### Instructions for the task
Using the listing below, return each line exactly as it reads.

### Data listing
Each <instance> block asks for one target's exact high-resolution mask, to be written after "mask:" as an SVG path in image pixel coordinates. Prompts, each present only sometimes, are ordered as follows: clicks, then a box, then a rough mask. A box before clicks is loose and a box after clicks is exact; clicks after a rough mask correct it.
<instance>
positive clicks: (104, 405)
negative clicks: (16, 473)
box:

### Your solution
Each <instance> block asks for one target's exact high-resolution mask, to be written after "mask:" as an SVG path in image pixel coordinates. Prompts, each present only sometimes, are ordered as follows: clicks, then a box, then a rough mask. A box before clicks is loose and a box after clicks is exact; clicks after a rough mask correct it.
<instance>
positive clicks: (104, 405)
negative clicks: (16, 473)
box:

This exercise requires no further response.